### What the task requires
Count the lines in the entries below that contain the word "raised" and reply with that number alone.
**** Material provided ****
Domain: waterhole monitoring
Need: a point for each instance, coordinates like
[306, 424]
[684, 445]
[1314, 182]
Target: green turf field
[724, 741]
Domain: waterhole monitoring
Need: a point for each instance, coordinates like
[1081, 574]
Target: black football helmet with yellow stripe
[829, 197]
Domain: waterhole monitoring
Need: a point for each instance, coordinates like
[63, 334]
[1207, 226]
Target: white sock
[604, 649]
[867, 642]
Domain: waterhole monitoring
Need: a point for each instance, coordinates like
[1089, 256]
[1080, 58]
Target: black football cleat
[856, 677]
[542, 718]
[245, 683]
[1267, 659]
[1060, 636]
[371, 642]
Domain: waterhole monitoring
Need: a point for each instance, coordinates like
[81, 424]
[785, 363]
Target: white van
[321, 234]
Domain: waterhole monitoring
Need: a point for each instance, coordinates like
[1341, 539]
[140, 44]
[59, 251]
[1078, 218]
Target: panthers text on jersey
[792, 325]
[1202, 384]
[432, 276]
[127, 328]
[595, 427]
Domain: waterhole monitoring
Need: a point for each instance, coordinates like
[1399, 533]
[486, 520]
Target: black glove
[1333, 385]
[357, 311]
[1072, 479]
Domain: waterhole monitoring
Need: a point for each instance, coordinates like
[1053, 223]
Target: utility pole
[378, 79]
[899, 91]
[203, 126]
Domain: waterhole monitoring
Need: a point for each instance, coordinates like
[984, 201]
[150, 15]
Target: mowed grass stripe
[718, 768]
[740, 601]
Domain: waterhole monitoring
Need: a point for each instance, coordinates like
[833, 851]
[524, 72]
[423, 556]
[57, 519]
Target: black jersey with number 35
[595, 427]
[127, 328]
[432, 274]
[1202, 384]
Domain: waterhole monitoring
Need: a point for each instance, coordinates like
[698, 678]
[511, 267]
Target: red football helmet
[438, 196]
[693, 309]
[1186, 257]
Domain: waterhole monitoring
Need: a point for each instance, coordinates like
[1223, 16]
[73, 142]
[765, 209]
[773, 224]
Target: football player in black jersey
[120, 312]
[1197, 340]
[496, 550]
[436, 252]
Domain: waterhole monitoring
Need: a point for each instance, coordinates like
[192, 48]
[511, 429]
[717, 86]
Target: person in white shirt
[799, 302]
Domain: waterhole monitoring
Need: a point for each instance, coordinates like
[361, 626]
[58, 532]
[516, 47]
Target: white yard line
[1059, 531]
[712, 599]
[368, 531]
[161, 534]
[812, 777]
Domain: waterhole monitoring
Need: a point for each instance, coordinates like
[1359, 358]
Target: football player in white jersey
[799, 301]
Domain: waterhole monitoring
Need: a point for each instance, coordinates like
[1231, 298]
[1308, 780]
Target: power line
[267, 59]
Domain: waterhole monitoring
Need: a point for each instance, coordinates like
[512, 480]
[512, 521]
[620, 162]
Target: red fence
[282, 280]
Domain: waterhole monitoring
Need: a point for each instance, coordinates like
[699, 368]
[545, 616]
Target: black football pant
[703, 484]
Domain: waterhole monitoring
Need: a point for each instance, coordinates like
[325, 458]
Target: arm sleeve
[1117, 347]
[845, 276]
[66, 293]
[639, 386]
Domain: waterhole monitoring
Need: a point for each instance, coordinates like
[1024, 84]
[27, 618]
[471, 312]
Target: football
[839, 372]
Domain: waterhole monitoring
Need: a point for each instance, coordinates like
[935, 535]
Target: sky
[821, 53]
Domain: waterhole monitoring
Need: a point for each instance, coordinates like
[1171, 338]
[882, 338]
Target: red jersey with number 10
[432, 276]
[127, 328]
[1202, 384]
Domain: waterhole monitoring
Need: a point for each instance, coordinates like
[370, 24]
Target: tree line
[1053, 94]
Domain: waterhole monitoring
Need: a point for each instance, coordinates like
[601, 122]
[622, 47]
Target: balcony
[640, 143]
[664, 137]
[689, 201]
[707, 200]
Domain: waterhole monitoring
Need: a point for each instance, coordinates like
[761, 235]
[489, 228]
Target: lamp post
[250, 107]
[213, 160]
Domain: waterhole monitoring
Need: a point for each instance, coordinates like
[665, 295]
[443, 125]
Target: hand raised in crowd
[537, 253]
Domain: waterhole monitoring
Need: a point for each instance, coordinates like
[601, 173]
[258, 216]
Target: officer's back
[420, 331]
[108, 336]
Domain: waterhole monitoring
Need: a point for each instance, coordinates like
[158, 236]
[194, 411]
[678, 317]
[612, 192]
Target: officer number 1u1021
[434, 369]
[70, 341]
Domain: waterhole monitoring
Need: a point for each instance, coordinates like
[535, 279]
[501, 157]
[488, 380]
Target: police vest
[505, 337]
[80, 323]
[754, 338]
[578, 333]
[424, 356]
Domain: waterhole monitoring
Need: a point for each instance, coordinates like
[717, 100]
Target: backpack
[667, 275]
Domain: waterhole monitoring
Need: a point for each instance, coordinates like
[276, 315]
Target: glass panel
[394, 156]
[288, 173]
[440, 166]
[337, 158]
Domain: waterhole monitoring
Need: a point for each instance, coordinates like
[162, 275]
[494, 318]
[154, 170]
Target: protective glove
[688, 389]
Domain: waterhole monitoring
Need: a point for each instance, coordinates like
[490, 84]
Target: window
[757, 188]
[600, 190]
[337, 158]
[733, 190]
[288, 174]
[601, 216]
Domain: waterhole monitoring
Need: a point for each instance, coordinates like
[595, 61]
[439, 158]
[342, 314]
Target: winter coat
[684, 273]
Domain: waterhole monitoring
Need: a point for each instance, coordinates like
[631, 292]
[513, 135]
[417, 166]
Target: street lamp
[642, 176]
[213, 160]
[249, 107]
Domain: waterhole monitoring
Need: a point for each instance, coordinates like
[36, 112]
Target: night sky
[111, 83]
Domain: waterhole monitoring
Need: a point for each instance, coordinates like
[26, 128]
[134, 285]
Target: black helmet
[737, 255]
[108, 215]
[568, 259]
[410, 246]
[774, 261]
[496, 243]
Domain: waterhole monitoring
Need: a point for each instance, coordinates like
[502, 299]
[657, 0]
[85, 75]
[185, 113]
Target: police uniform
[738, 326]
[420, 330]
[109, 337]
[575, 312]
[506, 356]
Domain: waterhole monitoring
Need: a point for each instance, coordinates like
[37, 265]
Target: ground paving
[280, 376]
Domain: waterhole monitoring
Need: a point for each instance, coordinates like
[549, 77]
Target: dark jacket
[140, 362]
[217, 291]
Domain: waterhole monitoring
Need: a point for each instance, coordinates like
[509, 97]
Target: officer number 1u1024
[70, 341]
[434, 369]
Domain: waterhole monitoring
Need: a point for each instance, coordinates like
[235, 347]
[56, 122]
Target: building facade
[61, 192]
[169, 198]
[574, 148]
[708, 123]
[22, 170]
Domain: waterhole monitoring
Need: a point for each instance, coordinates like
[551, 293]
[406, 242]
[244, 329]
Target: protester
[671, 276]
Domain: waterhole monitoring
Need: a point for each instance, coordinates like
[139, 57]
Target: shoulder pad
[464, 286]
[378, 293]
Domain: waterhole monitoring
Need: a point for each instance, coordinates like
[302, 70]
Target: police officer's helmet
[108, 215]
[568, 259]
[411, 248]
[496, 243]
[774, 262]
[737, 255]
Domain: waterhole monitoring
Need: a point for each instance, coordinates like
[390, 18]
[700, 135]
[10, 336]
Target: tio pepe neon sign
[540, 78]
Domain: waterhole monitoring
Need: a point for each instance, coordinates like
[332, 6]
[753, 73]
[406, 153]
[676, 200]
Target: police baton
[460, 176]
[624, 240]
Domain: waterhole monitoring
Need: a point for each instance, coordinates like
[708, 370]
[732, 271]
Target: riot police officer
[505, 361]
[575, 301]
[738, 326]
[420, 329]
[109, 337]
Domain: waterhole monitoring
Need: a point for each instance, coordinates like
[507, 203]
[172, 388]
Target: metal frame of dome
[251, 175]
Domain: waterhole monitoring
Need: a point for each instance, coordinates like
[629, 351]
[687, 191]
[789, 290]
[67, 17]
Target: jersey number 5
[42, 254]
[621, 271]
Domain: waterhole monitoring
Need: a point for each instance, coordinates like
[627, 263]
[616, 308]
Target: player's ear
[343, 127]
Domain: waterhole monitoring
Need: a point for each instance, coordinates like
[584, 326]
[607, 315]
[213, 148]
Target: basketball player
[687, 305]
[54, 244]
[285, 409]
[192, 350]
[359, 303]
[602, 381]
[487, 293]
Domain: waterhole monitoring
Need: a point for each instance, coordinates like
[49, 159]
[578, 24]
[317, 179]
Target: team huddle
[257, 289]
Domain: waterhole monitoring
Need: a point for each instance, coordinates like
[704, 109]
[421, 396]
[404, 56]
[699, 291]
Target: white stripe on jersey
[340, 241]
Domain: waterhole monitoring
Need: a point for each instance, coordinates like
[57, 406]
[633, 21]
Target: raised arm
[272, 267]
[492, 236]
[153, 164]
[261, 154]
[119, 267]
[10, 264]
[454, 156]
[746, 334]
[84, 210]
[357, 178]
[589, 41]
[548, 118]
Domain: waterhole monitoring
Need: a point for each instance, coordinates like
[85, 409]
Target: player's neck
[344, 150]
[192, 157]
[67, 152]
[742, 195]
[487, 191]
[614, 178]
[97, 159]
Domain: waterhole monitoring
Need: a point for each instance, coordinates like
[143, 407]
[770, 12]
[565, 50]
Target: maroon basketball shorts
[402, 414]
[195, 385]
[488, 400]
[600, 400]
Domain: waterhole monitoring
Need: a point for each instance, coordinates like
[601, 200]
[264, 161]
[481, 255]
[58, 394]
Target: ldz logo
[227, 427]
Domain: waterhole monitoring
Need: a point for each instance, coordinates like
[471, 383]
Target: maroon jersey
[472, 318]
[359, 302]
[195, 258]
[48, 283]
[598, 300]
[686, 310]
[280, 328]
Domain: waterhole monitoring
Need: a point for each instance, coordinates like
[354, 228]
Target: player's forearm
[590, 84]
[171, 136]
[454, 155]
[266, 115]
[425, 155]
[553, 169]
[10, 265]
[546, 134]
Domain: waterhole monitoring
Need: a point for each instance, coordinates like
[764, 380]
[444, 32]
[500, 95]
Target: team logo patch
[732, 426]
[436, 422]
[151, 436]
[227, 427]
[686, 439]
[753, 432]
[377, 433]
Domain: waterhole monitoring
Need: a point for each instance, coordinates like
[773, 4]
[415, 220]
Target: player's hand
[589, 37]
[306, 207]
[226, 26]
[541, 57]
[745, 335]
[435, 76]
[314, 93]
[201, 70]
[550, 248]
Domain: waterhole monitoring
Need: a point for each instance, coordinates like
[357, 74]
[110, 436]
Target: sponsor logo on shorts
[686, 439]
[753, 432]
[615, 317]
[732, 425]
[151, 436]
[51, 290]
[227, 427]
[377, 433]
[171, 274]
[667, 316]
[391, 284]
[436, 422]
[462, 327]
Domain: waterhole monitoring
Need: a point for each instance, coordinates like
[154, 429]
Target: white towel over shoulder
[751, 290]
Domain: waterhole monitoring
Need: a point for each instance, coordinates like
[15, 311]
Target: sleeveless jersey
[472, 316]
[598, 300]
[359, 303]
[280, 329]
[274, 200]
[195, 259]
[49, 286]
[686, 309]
****
### Complete answer
2